## Task prompt
Beginning with the line containing "Task: point to the player in white" and ending with the last line of the records, set down every line exactly.

## begin

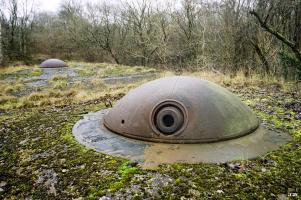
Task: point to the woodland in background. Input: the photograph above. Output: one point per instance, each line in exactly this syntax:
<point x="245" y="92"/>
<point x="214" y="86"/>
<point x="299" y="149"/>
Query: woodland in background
<point x="262" y="36"/>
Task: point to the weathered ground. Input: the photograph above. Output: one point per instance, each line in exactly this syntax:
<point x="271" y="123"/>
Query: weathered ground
<point x="39" y="158"/>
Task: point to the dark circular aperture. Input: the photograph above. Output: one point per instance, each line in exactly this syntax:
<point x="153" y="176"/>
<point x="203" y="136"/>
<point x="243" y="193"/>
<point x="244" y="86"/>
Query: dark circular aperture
<point x="168" y="120"/>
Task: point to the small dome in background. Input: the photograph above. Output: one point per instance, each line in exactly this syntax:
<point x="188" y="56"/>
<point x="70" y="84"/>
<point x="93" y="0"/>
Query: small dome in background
<point x="53" y="63"/>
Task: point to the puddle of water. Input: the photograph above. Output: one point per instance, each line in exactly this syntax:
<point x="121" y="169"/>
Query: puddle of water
<point x="91" y="133"/>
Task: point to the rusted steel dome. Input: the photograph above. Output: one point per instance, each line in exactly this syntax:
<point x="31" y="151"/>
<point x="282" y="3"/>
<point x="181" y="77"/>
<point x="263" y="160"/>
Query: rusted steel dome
<point x="53" y="63"/>
<point x="178" y="119"/>
<point x="181" y="110"/>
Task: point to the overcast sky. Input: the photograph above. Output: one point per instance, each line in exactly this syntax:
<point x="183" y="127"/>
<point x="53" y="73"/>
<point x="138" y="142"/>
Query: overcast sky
<point x="53" y="5"/>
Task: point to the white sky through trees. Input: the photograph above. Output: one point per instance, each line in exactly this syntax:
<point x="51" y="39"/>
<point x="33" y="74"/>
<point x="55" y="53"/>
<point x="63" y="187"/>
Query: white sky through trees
<point x="54" y="5"/>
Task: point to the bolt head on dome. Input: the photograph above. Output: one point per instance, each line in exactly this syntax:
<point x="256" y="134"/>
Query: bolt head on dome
<point x="53" y="63"/>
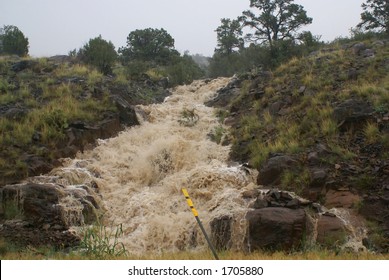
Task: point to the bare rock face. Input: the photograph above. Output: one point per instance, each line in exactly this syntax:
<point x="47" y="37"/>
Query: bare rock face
<point x="273" y="169"/>
<point x="331" y="231"/>
<point x="276" y="228"/>
<point x="341" y="198"/>
<point x="41" y="214"/>
<point x="221" y="233"/>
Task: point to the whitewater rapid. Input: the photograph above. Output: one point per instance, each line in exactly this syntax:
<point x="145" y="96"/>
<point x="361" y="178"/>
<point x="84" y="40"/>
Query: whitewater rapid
<point x="140" y="174"/>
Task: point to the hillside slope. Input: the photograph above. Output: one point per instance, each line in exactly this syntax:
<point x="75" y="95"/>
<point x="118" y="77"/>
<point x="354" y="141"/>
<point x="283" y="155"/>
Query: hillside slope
<point x="319" y="126"/>
<point x="54" y="107"/>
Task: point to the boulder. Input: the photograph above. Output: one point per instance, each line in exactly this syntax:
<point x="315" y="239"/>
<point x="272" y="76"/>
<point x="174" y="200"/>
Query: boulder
<point x="272" y="170"/>
<point x="341" y="199"/>
<point x="352" y="113"/>
<point x="221" y="228"/>
<point x="331" y="231"/>
<point x="42" y="214"/>
<point x="276" y="228"/>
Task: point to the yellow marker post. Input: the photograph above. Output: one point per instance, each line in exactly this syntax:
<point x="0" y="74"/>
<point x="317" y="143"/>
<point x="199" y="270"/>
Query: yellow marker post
<point x="196" y="214"/>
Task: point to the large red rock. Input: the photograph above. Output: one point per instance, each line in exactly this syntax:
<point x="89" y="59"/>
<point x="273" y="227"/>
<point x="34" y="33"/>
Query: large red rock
<point x="276" y="228"/>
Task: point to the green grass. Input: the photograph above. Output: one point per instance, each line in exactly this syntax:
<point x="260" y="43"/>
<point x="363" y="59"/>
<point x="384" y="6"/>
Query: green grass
<point x="50" y="103"/>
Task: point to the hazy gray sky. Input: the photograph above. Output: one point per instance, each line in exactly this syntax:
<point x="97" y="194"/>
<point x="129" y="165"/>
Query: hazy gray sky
<point x="58" y="26"/>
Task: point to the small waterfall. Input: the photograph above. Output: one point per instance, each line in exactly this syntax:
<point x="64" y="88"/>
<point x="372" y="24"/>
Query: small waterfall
<point x="135" y="179"/>
<point x="140" y="174"/>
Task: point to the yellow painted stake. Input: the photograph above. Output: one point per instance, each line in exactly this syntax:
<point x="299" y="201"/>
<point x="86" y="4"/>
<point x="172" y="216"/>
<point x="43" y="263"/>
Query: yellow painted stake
<point x="196" y="214"/>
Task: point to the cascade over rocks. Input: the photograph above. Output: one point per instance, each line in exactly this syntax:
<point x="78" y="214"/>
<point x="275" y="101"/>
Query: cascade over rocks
<point x="276" y="228"/>
<point x="43" y="214"/>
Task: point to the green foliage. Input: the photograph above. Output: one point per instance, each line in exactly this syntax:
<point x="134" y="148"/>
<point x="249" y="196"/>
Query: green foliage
<point x="183" y="70"/>
<point x="151" y="45"/>
<point x="99" y="53"/>
<point x="375" y="16"/>
<point x="100" y="243"/>
<point x="277" y="20"/>
<point x="229" y="36"/>
<point x="13" y="41"/>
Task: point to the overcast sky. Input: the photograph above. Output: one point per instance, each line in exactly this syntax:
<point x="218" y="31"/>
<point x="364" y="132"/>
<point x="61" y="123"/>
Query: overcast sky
<point x="58" y="26"/>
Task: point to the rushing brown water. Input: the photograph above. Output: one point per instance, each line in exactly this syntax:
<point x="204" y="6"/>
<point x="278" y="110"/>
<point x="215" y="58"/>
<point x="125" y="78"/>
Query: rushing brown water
<point x="140" y="174"/>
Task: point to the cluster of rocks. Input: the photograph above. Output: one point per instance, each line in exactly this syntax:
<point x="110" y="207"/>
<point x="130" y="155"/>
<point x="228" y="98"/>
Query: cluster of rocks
<point x="43" y="214"/>
<point x="79" y="135"/>
<point x="280" y="220"/>
<point x="359" y="186"/>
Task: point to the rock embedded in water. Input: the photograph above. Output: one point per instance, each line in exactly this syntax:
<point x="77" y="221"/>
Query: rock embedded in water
<point x="272" y="170"/>
<point x="276" y="228"/>
<point x="42" y="214"/>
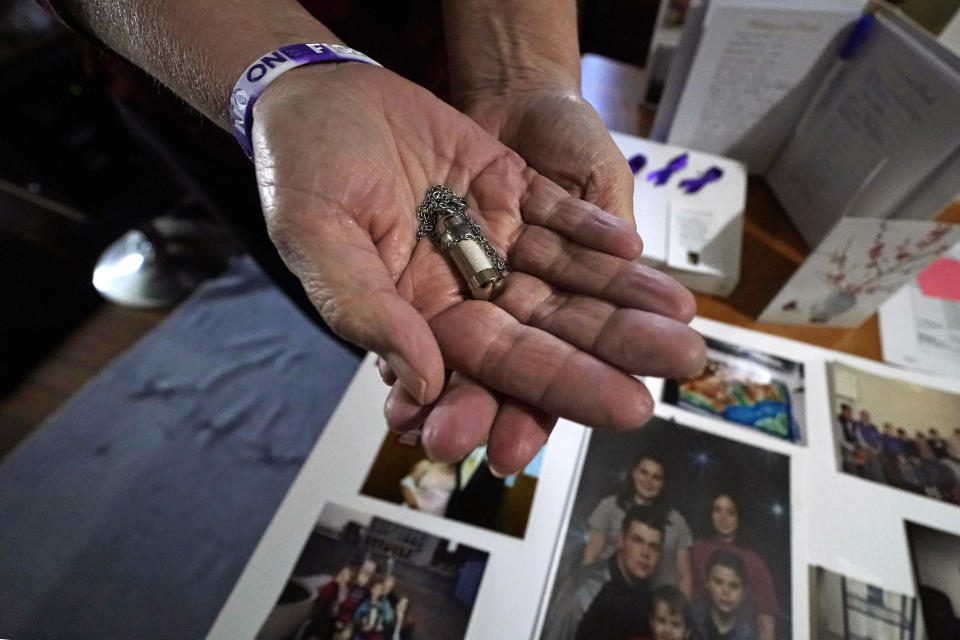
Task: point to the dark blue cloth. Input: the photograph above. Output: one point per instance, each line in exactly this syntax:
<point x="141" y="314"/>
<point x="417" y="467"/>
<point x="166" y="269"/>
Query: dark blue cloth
<point x="133" y="510"/>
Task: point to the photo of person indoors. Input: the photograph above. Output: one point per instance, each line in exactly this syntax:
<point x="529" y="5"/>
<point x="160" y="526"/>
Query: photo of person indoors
<point x="329" y="598"/>
<point x="723" y="613"/>
<point x="610" y="600"/>
<point x="871" y="441"/>
<point x="373" y="618"/>
<point x="428" y="486"/>
<point x="852" y="457"/>
<point x="725" y="525"/>
<point x="645" y="484"/>
<point x="671" y="617"/>
<point x="358" y="592"/>
<point x="480" y="97"/>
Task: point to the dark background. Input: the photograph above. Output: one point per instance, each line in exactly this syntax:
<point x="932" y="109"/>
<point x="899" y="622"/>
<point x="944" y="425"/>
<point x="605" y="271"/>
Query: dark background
<point x="699" y="464"/>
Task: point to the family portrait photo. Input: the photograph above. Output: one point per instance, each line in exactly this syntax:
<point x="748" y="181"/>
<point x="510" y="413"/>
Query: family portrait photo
<point x="464" y="491"/>
<point x="675" y="534"/>
<point x="360" y="577"/>
<point x="896" y="433"/>
<point x="843" y="608"/>
<point x="745" y="387"/>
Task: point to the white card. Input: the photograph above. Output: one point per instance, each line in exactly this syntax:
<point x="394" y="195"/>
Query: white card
<point x="862" y="262"/>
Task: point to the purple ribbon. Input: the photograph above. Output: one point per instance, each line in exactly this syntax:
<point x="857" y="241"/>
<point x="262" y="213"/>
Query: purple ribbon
<point x="660" y="176"/>
<point x="637" y="163"/>
<point x="692" y="185"/>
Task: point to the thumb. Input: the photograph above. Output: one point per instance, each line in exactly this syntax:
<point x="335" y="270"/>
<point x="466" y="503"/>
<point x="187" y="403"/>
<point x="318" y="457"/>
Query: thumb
<point x="346" y="279"/>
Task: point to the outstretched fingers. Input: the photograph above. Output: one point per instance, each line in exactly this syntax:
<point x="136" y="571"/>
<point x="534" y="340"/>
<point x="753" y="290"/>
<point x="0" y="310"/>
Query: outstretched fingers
<point x="639" y="342"/>
<point x="492" y="347"/>
<point x="572" y="267"/>
<point x="547" y="205"/>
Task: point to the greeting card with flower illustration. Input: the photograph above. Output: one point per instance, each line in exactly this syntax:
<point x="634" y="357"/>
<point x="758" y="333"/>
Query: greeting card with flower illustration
<point x="860" y="264"/>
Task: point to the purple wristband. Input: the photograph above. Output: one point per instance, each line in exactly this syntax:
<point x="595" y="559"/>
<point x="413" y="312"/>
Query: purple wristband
<point x="267" y="69"/>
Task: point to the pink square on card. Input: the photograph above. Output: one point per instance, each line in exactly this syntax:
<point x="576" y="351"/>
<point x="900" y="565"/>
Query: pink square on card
<point x="941" y="279"/>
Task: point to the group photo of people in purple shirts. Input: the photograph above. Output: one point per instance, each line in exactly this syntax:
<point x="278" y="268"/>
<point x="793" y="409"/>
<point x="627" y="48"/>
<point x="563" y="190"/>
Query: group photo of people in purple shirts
<point x="905" y="436"/>
<point x="675" y="534"/>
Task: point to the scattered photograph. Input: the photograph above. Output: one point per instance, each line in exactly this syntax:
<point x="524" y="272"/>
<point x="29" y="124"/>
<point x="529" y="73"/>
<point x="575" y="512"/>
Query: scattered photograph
<point x="745" y="387"/>
<point x="675" y="533"/>
<point x="842" y="608"/>
<point x="897" y="433"/>
<point x="936" y="572"/>
<point x="360" y="577"/>
<point x="465" y="491"/>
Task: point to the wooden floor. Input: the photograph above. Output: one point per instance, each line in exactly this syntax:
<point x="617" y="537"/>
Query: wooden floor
<point x="106" y="334"/>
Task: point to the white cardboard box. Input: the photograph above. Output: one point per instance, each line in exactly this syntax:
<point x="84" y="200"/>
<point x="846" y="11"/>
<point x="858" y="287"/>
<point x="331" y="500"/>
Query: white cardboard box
<point x="694" y="237"/>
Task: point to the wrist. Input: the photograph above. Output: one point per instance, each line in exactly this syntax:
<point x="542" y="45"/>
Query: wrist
<point x="267" y="69"/>
<point x="515" y="85"/>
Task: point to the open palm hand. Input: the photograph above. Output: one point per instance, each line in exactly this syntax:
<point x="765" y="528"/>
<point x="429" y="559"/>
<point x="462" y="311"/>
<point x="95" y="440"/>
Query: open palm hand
<point x="344" y="155"/>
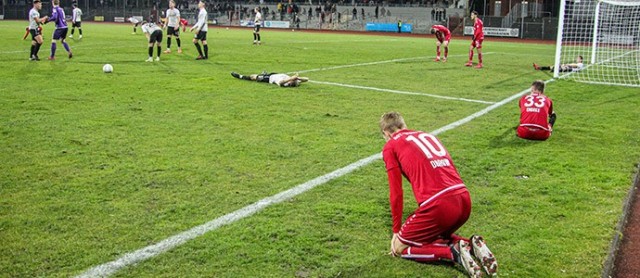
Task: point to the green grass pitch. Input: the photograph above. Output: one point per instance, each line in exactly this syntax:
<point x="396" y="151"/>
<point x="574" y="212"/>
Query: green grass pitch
<point x="97" y="165"/>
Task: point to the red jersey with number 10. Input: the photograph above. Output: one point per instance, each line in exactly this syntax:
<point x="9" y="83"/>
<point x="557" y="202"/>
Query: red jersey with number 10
<point x="478" y="30"/>
<point x="421" y="159"/>
<point x="535" y="110"/>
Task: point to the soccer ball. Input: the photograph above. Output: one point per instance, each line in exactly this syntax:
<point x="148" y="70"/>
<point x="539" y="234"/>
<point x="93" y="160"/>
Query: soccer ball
<point x="107" y="68"/>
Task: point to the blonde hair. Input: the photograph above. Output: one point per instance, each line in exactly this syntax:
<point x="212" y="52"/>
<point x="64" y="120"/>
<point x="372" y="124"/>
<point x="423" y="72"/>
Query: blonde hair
<point x="538" y="85"/>
<point x="391" y="122"/>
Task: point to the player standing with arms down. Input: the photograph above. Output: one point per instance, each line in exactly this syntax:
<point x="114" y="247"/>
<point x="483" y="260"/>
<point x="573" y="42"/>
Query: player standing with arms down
<point x="444" y="37"/>
<point x="536" y="114"/>
<point x="184" y="23"/>
<point x="34" y="28"/>
<point x="428" y="235"/>
<point x="173" y="26"/>
<point x="476" y="40"/>
<point x="201" y="28"/>
<point x="76" y="21"/>
<point x="60" y="34"/>
<point x="257" y="22"/>
<point x="153" y="33"/>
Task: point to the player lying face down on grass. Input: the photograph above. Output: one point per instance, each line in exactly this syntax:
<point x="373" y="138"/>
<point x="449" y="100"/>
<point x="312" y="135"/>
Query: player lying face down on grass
<point x="577" y="66"/>
<point x="280" y="79"/>
<point x="444" y="203"/>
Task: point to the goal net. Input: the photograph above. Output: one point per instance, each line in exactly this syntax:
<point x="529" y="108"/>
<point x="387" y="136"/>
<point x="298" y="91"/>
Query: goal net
<point x="606" y="34"/>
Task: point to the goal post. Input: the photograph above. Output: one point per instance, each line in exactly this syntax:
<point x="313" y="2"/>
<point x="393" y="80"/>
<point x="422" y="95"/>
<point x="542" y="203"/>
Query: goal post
<point x="606" y="34"/>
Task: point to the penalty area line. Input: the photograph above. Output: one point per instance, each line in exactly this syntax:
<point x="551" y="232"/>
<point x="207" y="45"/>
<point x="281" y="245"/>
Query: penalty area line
<point x="400" y="92"/>
<point x="177" y="240"/>
<point x="378" y="63"/>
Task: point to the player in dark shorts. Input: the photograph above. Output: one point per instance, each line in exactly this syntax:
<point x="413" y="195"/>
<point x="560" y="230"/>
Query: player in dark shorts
<point x="201" y="27"/>
<point x="60" y="34"/>
<point x="154" y="35"/>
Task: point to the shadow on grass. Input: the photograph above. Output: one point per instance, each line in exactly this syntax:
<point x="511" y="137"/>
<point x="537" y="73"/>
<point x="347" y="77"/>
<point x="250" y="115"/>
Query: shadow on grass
<point x="508" y="138"/>
<point x="393" y="268"/>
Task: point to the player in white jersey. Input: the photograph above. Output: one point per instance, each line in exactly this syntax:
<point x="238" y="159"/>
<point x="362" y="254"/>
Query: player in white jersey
<point x="76" y="20"/>
<point x="153" y="33"/>
<point x="257" y="22"/>
<point x="280" y="79"/>
<point x="173" y="26"/>
<point x="34" y="28"/>
<point x="135" y="22"/>
<point x="201" y="27"/>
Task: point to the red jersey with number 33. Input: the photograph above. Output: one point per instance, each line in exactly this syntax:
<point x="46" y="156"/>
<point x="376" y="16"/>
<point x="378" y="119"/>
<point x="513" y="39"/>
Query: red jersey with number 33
<point x="421" y="158"/>
<point x="535" y="110"/>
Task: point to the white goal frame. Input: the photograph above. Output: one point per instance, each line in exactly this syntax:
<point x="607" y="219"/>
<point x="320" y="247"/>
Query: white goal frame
<point x="611" y="58"/>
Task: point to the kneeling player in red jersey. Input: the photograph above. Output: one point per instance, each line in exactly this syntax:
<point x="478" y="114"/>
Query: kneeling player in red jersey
<point x="536" y="114"/>
<point x="476" y="40"/>
<point x="444" y="204"/>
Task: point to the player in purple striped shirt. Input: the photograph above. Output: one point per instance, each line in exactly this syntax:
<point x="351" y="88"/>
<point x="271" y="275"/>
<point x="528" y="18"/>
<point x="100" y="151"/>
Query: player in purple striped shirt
<point x="60" y="34"/>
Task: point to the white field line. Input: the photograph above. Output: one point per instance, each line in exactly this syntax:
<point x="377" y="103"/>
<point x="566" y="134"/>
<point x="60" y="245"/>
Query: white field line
<point x="378" y="63"/>
<point x="151" y="251"/>
<point x="400" y="92"/>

## end

## Final result
Task: point to the player in white jersey. Input: the photograph above. Output: one point per instance, each line in exactly this syntax:
<point x="238" y="159"/>
<point x="362" y="254"/>
Query: player in white jersey
<point x="76" y="20"/>
<point x="153" y="33"/>
<point x="257" y="22"/>
<point x="280" y="79"/>
<point x="173" y="26"/>
<point x="34" y="28"/>
<point x="135" y="22"/>
<point x="201" y="27"/>
Task: point to the red jersey with number 33. Input: the photograph above. Output: one point per instance, each line in exactly this syntax:
<point x="46" y="156"/>
<point x="376" y="16"/>
<point x="378" y="119"/>
<point x="513" y="39"/>
Query: red jersey with number 33
<point x="421" y="158"/>
<point x="535" y="110"/>
Task: point to the white goal frame. Input: the photograph above. Output: one point per instance, each line in exactly this syntax:
<point x="607" y="219"/>
<point x="320" y="247"/>
Query: white goal frame
<point x="611" y="58"/>
Task: point to the kneeling player in red jersey. Input: the photograph above. Output: one point per instance, each line in exactly this syntax:
<point x="478" y="114"/>
Query: kneeling player in red jersey
<point x="536" y="114"/>
<point x="476" y="40"/>
<point x="444" y="204"/>
Task: point to the player in purple striped shirt. Input: the photograph above. Output: one point per instance, each line in exactly this syntax:
<point x="351" y="88"/>
<point x="271" y="275"/>
<point x="528" y="18"/>
<point x="100" y="151"/>
Query: player in purple striped shirt
<point x="60" y="34"/>
Task: point to the white field line. Input: the photograph above. Output: one point per instance, each line in exactly this syntax:
<point x="377" y="103"/>
<point x="566" y="134"/>
<point x="60" y="245"/>
Query: white field line
<point x="378" y="63"/>
<point x="151" y="251"/>
<point x="400" y="92"/>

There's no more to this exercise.